EXERCISE OBJECTIVE
Tally the lines in the records below that contain the string "sunset", treating uppercase and lowercase as distinct, and give only the number.

(Object position labeling entries)

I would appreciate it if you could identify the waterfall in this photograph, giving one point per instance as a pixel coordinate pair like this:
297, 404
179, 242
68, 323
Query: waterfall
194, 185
---
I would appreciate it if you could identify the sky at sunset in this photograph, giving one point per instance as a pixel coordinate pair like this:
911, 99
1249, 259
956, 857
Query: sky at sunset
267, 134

SOLVED PROBLEM
2